DATA SHOWN:
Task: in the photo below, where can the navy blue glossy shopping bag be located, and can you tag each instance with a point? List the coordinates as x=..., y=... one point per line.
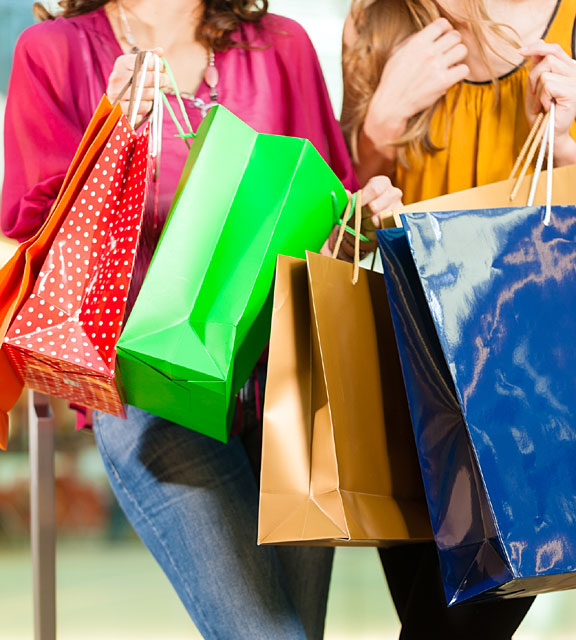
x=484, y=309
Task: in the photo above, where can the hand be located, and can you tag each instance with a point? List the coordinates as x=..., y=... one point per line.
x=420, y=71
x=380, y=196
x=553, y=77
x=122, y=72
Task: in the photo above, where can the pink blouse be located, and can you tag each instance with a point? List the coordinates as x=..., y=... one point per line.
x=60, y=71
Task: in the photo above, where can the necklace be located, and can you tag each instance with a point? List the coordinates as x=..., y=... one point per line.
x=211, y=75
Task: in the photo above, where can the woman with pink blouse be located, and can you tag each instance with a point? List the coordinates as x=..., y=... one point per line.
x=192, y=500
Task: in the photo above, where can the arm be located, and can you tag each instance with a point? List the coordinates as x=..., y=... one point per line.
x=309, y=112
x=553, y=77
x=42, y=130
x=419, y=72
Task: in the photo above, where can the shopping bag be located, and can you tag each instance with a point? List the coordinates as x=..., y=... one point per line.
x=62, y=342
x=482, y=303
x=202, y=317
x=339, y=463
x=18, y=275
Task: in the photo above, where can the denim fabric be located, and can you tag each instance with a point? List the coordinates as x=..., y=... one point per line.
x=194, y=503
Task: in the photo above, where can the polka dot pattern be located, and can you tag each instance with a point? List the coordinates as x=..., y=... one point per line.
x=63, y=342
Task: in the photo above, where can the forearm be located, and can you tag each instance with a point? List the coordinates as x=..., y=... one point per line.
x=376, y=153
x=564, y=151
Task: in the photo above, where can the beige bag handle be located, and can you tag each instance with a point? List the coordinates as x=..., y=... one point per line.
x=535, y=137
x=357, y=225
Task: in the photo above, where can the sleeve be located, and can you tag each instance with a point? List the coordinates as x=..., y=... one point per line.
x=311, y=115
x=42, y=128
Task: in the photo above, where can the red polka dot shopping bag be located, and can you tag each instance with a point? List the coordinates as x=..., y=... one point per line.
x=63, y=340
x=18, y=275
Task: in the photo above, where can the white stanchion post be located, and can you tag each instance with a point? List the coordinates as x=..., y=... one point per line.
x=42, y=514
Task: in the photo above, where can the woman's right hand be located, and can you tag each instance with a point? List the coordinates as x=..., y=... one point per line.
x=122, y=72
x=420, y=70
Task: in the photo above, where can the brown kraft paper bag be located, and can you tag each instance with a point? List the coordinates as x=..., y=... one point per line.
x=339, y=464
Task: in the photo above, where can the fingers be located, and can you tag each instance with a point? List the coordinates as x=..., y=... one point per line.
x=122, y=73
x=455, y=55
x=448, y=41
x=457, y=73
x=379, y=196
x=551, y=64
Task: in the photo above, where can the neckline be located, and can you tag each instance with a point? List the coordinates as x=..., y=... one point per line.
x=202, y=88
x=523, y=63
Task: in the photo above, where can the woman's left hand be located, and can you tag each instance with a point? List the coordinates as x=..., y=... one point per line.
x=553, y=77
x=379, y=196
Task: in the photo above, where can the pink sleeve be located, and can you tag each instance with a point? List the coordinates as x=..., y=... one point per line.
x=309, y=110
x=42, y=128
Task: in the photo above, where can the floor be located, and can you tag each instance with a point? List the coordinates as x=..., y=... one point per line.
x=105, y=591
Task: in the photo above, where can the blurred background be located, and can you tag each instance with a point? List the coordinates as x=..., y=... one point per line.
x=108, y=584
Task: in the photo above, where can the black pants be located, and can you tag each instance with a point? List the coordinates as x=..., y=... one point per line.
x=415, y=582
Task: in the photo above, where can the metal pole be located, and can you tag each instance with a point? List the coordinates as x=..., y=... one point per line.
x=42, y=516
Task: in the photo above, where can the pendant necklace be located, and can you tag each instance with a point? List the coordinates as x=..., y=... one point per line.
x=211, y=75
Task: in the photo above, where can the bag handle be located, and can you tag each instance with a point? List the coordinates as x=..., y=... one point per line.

WORK ITEM: Find the line containing "Task: in the photo above, where can the pendant" in the data above. Please transcribe it and every line after it, exactly.

ANSWER TO THE EXERCISE:
Task: in the photo above, where can the pendant necklace be located, and can you tag each instance with a point? List the coordinates as x=..., y=... one point per line.
x=211, y=75
Task: in the photo above, where can the bag handle be located, and can you tag each instance with a point? List the coordinates as x=..., y=... one point per line.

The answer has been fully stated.